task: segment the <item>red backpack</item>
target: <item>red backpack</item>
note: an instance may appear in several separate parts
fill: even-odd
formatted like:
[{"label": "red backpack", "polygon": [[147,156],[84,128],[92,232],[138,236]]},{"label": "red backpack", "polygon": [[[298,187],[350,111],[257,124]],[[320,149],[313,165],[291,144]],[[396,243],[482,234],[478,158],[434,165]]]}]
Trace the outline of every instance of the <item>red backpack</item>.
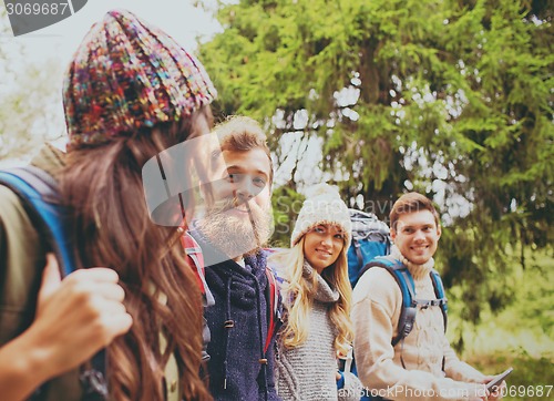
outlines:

• Énoncé: Relevez, dans les données ci-dessus, chaque ligne où figure le mot « backpack », et recopiez ces lignes intégralement.

• Réponse complète:
task: segment the <item>red backpack</item>
target: <item>red backpack</item>
[{"label": "red backpack", "polygon": [[147,156],[84,128],[92,232],[138,236]]},{"label": "red backpack", "polygon": [[[298,187],[350,111],[257,124]],[[320,149],[313,165],[291,144]],[[396,243],[482,234],[478,158],[434,165]]]}]
Trace the outline of every instance of the <item>red backpack</item>.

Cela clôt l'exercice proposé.